═════ SUPPLIED PASSAGE ═════

In the case of Tchaikovsky, this idea is especially apt. Observers have long discussed the composer's largely suppressed homosexuality as a key driver of his artistic production. Surely, the story of Iolanta, who is literally kept blind to love, resonated with him, as he continually struggled to come to terms with his sexuality, even going so far as to embark on a misguided marriage that lasted less than three months. Tchaikovsky was not destined to love women: except the fictional ones who appeared in his work. "I am in love with the subject of Iolanta," he wrote to his brother, Modest, who crafted the opera's libretto. He first became smitten when he saw a brilliant young Russian actress, Elena Leshkovskaya, portray the role in King Ren_'s Daughter, the Henrik Hertz play on which the opera is based. His passionate enthusiasm for the story and its heroine continued throughout the writing of the work, during which time he continually fell in and out of love with Iolanta, depending on the state of his progress.

═════ RAW DATA ═════

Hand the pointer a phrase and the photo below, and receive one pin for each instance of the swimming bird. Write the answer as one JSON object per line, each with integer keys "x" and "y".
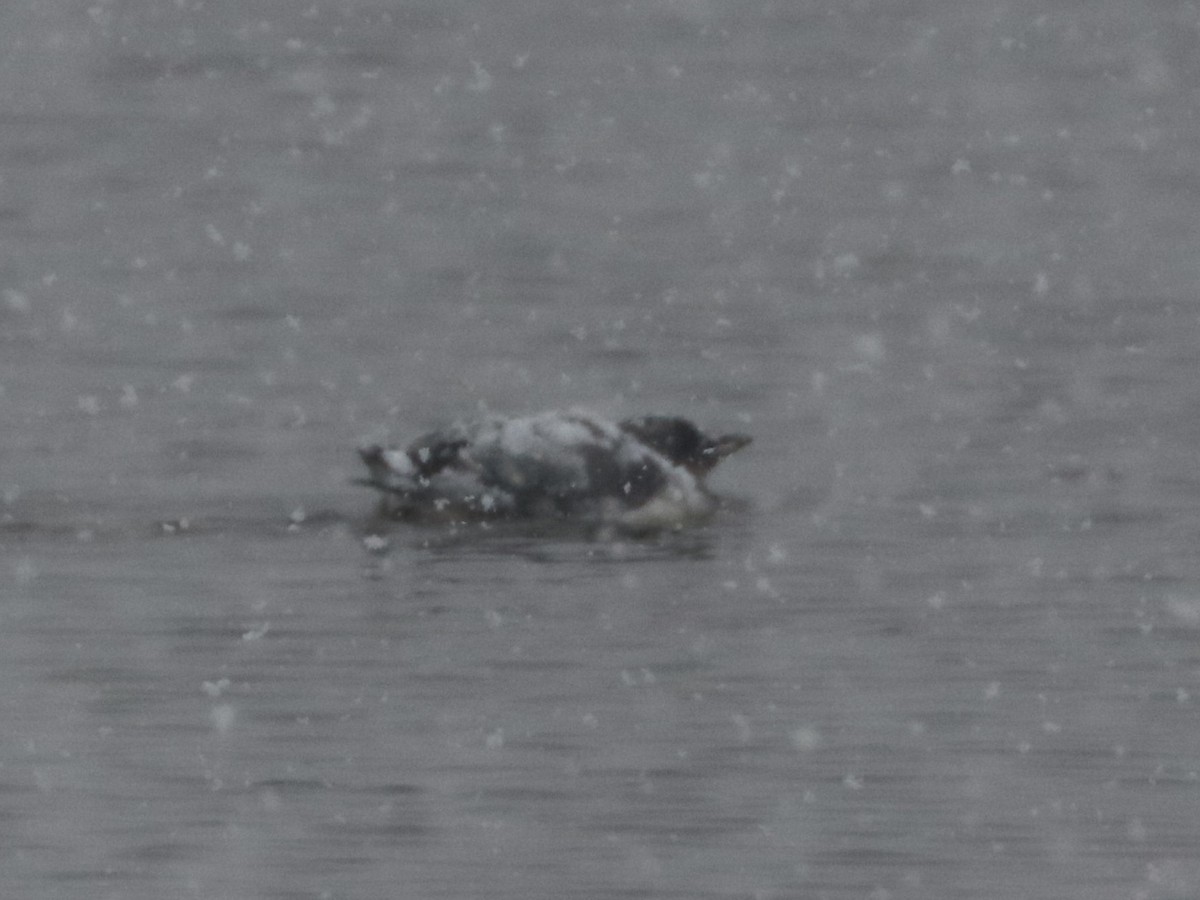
{"x": 643, "y": 474}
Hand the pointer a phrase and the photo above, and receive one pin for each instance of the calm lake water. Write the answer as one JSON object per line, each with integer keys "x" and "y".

═════

■ GIVEN REQUEST ■
Please answer these questions about the passage on Tchaikovsky and Iolanta:
(a) How long did Tchaikovsky's marriage last?
(b) Who wrote the libretto for the opera?
(c) Which actress was Tchaikovsky watching in the role when he first became smitten?

■ SOLVED EXERCISE ■
(a) Less than three months.
(b) His brother, Modest.
(c) Elena Leshkovskaya.